RAW RECORDS:
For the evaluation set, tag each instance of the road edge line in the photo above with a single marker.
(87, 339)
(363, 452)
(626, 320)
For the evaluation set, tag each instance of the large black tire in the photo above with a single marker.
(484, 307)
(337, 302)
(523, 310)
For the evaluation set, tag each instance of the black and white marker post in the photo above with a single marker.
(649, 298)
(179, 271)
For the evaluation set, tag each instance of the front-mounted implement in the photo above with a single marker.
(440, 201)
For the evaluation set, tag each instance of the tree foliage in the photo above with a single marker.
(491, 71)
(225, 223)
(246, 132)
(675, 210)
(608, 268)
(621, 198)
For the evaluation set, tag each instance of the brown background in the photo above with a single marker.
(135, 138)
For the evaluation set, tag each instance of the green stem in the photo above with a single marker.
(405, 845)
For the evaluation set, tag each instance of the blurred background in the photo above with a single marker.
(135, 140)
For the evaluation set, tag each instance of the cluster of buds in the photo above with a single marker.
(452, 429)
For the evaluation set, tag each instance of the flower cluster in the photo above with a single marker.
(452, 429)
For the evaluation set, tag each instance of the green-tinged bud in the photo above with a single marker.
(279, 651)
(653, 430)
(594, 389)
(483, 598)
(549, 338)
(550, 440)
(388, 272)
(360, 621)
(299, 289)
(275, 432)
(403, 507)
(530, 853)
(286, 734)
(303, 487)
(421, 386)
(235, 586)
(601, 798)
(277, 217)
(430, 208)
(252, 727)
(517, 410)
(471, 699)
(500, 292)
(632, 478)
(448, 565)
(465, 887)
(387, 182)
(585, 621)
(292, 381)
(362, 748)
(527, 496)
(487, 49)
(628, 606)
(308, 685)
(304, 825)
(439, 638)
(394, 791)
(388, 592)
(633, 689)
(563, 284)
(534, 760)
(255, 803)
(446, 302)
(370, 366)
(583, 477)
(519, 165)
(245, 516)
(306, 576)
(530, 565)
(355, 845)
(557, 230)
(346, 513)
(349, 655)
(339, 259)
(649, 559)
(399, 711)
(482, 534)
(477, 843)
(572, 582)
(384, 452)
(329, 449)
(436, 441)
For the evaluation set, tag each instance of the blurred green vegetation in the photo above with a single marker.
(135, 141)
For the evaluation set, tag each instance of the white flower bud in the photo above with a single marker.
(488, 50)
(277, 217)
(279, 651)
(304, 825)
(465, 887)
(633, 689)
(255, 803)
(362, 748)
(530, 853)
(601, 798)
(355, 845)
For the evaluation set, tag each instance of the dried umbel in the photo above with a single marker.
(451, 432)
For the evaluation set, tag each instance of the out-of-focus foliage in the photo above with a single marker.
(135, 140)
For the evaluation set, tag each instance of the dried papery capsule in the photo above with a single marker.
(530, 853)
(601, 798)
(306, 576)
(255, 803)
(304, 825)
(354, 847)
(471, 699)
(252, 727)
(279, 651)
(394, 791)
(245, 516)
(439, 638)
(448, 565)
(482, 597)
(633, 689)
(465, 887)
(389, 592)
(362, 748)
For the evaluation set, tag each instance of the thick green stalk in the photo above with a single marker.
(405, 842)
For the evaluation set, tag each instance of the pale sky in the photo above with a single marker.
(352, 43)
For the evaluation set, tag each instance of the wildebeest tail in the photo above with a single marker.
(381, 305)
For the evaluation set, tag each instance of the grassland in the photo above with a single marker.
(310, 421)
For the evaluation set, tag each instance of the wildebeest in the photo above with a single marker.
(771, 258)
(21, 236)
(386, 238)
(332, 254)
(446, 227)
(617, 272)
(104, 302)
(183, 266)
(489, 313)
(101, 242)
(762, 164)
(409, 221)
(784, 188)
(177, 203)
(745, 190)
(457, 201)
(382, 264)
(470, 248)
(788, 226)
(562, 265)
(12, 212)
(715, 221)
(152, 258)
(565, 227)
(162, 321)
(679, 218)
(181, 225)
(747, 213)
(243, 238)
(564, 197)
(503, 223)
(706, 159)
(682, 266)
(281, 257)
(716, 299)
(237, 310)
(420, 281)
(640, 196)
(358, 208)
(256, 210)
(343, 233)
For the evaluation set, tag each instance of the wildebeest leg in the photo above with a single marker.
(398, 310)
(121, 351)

TO BE DONE: Please reproduce each line exactly as written.

PROBLEM SOLUTION:
For the evaluation set, tag each instance of the road edge line in the photo above with a single marker.
(87, 339)
(363, 452)
(626, 320)
For the evaluation set, tag each instance of the large black tire in the photo above with a single marker.
(484, 307)
(337, 302)
(523, 310)
For the evaluation set, tag each instance of the black and white marker post in the photo above with a single marker.
(649, 298)
(179, 271)
For the evaluation set, tag each instance of the front-mounted implement in the photo above with a single marker.
(440, 201)
For the evaluation set, tag each instance of the tree foliage in the photo above with a single marker.
(491, 71)
(225, 223)
(246, 132)
(675, 210)
(608, 268)
(621, 198)
For the evaluation set, tag each instance of the brown background in the photo above with a single marker.
(135, 138)
For the evaluation set, tag each instance of the green stem in the photo above with a single marker.
(405, 845)
For the evaluation set, tag each instance of the blurred background in the photo above with a single marker.
(135, 140)
For the evaluation set, tag each instance of the cluster of buds in the photo above with a single marker.
(452, 429)
For the evaluation set, tag each instance of the flower cluster in the photo above with a single marker.
(452, 429)
For the evaluation set, tag each instance of the green-tinged bud in the photo above with a single marker.
(279, 651)
(653, 430)
(594, 389)
(483, 598)
(549, 338)
(550, 440)
(388, 272)
(360, 621)
(299, 289)
(275, 432)
(403, 507)
(530, 853)
(286, 734)
(303, 487)
(421, 386)
(235, 586)
(601, 798)
(277, 217)
(430, 208)
(252, 727)
(517, 410)
(471, 699)
(500, 292)
(632, 478)
(448, 565)
(465, 887)
(387, 182)
(585, 621)
(292, 381)
(362, 748)
(527, 496)
(487, 49)
(628, 606)
(308, 685)
(304, 825)
(439, 638)
(394, 791)
(388, 592)
(633, 689)
(563, 284)
(534, 760)
(255, 803)
(446, 302)
(370, 366)
(583, 477)
(519, 165)
(245, 516)
(306, 576)
(530, 565)
(355, 845)
(557, 230)
(346, 513)
(349, 655)
(339, 259)
(649, 559)
(399, 711)
(482, 534)
(477, 843)
(572, 582)
(384, 452)
(329, 449)
(436, 441)
For the evaluation set, tag each instance of the blurred green vegetation in the photo above with a single marker.
(135, 141)
For the evaluation set, tag each instance of the white flower bud in the photo above with a single marker.
(488, 50)
(277, 217)
(279, 651)
(304, 825)
(465, 887)
(633, 689)
(255, 803)
(362, 748)
(530, 853)
(601, 798)
(355, 845)
For the evaluation set, tag each instance of the dried umbel in the photo above with a single marker.
(451, 432)
For the evaluation set, tag each instance of the out-of-focus foliage in the photo above with a single marker.
(135, 140)
For the evaluation set, tag each instance of the dried papery capsule in the photo above with a single marker.
(530, 853)
(601, 798)
(306, 576)
(255, 803)
(304, 825)
(354, 847)
(471, 699)
(252, 727)
(279, 651)
(394, 791)
(245, 516)
(439, 638)
(448, 565)
(482, 597)
(633, 689)
(465, 887)
(389, 592)
(362, 748)
For the evaluation set, tag each instance of the thick green stalk in the photo above with a single marker.
(405, 842)
For the evaluation set, tag each instance of the pale sky in the photo above with a single marker.
(352, 43)
For the evaluation set, tag each instance of the wildebeest tail in the photo above with a single marker.
(381, 305)
For the evaluation set, tag each instance of the grassland in the photo above with a single marker.
(310, 421)
For the evaluation set, tag each instance of the wildebeest in the photo above with a single marker.
(771, 258)
(21, 236)
(386, 238)
(332, 254)
(446, 227)
(617, 272)
(104, 302)
(183, 266)
(489, 313)
(101, 242)
(762, 164)
(409, 221)
(784, 188)
(177, 203)
(745, 190)
(457, 201)
(382, 264)
(470, 248)
(788, 226)
(562, 265)
(12, 212)
(715, 221)
(152, 258)
(565, 227)
(162, 321)
(679, 218)
(181, 225)
(747, 213)
(243, 238)
(564, 197)
(503, 223)
(706, 159)
(682, 266)
(281, 257)
(716, 299)
(237, 310)
(420, 281)
(640, 196)
(358, 208)
(256, 210)
(343, 233)
For the evaluation set, tag each instance of the wildebeest leg in the photo above with a single marker.
(398, 310)
(121, 351)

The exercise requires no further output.